PROBLEM TO SOLVE: Repeat the listing in full. Nothing may be added or left out.

Excerpt from a dataset:
● ● ● ● ● ● ●

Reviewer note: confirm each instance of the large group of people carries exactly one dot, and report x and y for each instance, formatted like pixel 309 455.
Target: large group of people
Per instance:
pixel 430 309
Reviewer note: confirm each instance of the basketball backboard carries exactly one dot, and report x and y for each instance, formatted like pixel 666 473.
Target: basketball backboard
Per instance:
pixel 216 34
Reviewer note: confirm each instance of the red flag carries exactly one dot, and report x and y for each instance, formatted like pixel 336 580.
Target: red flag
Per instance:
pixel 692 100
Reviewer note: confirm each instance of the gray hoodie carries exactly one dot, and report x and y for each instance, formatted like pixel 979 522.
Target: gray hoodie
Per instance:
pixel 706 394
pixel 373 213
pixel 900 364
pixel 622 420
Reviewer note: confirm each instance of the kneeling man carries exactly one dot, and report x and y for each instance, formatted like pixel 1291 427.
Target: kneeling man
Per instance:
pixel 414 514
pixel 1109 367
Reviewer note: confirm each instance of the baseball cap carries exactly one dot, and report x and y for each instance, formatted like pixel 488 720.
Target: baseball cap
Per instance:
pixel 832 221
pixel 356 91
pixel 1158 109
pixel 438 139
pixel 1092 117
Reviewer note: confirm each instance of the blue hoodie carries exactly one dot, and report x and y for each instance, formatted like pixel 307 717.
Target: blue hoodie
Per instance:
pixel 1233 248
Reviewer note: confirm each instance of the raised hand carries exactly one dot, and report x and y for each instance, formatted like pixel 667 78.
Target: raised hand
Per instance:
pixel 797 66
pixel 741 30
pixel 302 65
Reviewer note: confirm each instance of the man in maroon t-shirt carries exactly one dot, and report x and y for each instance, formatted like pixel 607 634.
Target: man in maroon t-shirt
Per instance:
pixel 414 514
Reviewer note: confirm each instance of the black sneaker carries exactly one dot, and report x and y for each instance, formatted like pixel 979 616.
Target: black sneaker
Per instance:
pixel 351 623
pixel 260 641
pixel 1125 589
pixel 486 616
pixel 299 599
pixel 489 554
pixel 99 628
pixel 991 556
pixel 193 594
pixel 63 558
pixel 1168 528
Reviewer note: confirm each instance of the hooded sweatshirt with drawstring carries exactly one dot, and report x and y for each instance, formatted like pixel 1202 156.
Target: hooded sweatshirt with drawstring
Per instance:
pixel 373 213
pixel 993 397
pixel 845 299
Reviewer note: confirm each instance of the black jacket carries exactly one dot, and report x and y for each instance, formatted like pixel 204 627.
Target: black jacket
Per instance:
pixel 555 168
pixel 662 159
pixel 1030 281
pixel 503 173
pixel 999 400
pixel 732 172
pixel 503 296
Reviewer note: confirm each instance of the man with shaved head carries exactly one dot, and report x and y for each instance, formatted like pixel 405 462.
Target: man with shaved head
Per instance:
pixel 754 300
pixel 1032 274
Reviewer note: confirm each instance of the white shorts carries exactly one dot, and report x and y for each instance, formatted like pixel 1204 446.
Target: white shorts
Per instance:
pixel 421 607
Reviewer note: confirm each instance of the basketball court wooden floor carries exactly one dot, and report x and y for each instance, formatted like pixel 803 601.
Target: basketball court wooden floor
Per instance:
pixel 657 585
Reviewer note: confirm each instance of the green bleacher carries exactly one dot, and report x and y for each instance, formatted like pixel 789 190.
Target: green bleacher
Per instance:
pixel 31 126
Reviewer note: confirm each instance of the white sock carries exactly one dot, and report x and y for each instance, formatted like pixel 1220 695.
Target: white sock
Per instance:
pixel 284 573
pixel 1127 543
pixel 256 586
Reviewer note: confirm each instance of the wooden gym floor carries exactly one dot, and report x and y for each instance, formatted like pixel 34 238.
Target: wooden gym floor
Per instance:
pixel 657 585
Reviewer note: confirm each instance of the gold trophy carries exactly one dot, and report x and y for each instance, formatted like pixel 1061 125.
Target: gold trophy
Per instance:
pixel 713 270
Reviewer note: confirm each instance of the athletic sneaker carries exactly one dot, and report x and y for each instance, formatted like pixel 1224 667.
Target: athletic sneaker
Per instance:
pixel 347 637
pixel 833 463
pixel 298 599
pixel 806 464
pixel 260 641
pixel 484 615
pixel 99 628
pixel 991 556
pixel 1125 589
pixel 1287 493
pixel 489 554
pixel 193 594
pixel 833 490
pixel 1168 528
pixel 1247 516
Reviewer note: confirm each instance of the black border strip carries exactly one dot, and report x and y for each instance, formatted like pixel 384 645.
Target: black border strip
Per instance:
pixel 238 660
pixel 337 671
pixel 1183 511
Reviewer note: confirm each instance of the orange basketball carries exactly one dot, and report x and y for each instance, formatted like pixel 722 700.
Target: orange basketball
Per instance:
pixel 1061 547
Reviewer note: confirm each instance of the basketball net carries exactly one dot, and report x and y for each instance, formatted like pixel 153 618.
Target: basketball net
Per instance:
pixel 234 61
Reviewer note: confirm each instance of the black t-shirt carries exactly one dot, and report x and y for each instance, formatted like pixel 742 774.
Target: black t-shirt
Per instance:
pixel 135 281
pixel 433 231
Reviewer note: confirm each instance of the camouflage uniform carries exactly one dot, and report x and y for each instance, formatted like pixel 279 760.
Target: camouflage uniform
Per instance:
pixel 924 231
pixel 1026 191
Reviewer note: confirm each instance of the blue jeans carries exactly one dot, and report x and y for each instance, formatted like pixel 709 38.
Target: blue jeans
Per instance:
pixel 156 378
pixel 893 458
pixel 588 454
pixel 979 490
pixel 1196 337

● ● ● ● ● ● ●

PROBLEM SOLUTION:
Reviewer note: confirm each instance of the large group of people carries exactly one dot, and report x and y for each instance, formatted like pixel 309 455.
Target: large group of people
Per instance:
pixel 430 309
Reviewer note: confirm each instance of the basketball backboard carries exactly one dot, and report x and y for each instance, formatted like pixel 666 473.
Target: basketball backboard
Per instance:
pixel 216 34
Reviewer note: confirm each instance of the red flag carries exactly one dot, and report x and y for each instance, formatted like pixel 336 580.
Target: red flag
Per instance:
pixel 692 100
Reviewer note: confirm each instance of the gray hoodie carries exactly one dot, and report x and y for each instance, formatted like pixel 979 522.
Target: gray hoodie
Per instance:
pixel 706 394
pixel 373 213
pixel 900 364
pixel 622 420
Reviewer note: confirm each instance of the kneeling man carries exactly one dot, and report x and y for each instance, formatted like pixel 1291 427.
Target: kneeling man
Per instance:
pixel 414 514
pixel 1109 367
Reviewer note: confirm each instance of the baseball cap carries exactly one dot, and report x and y for each instance, formatted like pixel 488 720.
Target: baseball cap
Per instance:
pixel 832 221
pixel 356 91
pixel 1158 109
pixel 438 139
pixel 1092 117
Reviewer note: confirm each instance of the blue hoodie carries exactly one dot, and report x and y for each instance, formatted like pixel 307 717.
Target: blue hoodie
Per instance:
pixel 1233 248
Reviewer note: confirm each instance of the raised hand carries exactly one dot, and report x and y for each instance, formatted like pixel 667 78.
Target: raised hand
Per instance:
pixel 797 66
pixel 741 30
pixel 302 65
Reviewer note: confirm each instance of the man in maroon t-shirt carries exactly one dot, and report x and y for each instance, formatted like pixel 607 634.
Target: man in maroon t-shirt
Per instance:
pixel 414 514
Reviewer note: confirm each instance of the black sneaker carries exactly one dot, and report x and y for each instance, formatted like pixel 979 616.
Target: black sneaker
Per instance:
pixel 351 623
pixel 260 641
pixel 1125 589
pixel 486 616
pixel 299 599
pixel 489 554
pixel 99 628
pixel 991 556
pixel 193 594
pixel 63 558
pixel 1168 528
Reviewer note: confirm each instance of the hooded sweatshirt with drawstring carries exactly one dot, and report x and y for each instance, formatted like pixel 1202 156.
Target: hooded sweatshirt with drawstring
Per instance:
pixel 373 213
pixel 993 397
pixel 845 299
Reviewer note: confirm each instance of the black jacket carries exactly one dot, and report x and y for each instance, formatted like pixel 204 627.
Target: black jacket
Per instance:
pixel 555 168
pixel 662 159
pixel 1030 281
pixel 503 173
pixel 999 400
pixel 732 172
pixel 503 296
Reviewer note: confirm each instance of the man with shaved head carries exactly one dot, and report x and y for each instance, formatted like pixel 405 462.
Target: man with shaved head
Per instance:
pixel 754 300
pixel 1032 274
Reviewer note: confirm each instance of the white shorts carries exactly one dot, and report x and y for each instance, formatted like pixel 1204 446.
Target: white shorts
Per instance:
pixel 421 607
Reviewer note: confirm each instance of the basketball court wooden floor carries exactly one dot, and report x and y for each instance, formatted like pixel 803 601.
Target: basketball court wooden floor
Per instance:
pixel 657 585
Reviewer note: confirm each instance of the green bleacher carries exactly one dot, and report x and y for each instance, formatted like pixel 789 190.
Target: green bleacher
Per instance:
pixel 31 126
Reviewer note: confirm each instance of the white sock carries exactly one dot, and report x and y for each instance, formatted like pixel 1220 695.
Target: white sock
Per instance:
pixel 284 573
pixel 1127 543
pixel 256 586
Reviewer note: confirm each instance of the wooden gym floor carries exactly one dot, and report x and y for each instance, formatted like pixel 34 238.
Target: wooden gym floor
Per instance:
pixel 657 585
Reviewer note: confirm each instance of the gold trophy carries exactly one dot, and report x and y for each instance, formatted like pixel 1061 125.
Target: gold trophy
Per instance:
pixel 713 270
Reviewer note: confirm each instance of the athletic sneaker carries exactly one dot, and report x and y for each instance, formatted like pixel 1224 667.
Target: athletic sneaker
Per instance:
pixel 347 637
pixel 833 463
pixel 298 599
pixel 806 464
pixel 260 641
pixel 484 615
pixel 99 628
pixel 991 556
pixel 1125 589
pixel 1287 493
pixel 489 554
pixel 193 594
pixel 833 490
pixel 1168 528
pixel 1247 516
Reviewer note: confirm each instance of the black border strip carries exactly one dot, and report x and y for each instance, formatted like pixel 384 645.
Target: black border strip
Per instance:
pixel 238 660
pixel 337 671
pixel 1183 511
Reviewer note: confirm each instance of the orange basketball carries exactly one dot, and report x and y for each instance, formatted like pixel 722 700.
Target: orange basketball
Per instance:
pixel 1061 547
Reviewer note: confirm each instance of the basketball net carries exactly one dot, and report x and y for each instance, formatted like pixel 153 618.
Target: basketball net
Per instance:
pixel 234 61
Reviewer note: confirm each instance of the black t-shirt carries exactly one dot, and report x and y for each instance, formatted like pixel 742 774.
Target: black t-shirt
Per instance:
pixel 135 281
pixel 433 231
Reviewer note: confirm each instance of the camouflage uniform carries exactly one dot, and report x and y for each instance, formatted like pixel 279 760.
Target: camouflage uniform
Per instance:
pixel 924 231
pixel 1026 191
Reviewer note: confirm each instance of the blue jeans carries exactly one dot, and report x and y for each instance, formatted like pixel 709 38.
Target: blue jeans
Per instance:
pixel 156 378
pixel 893 458
pixel 588 454
pixel 979 490
pixel 1196 337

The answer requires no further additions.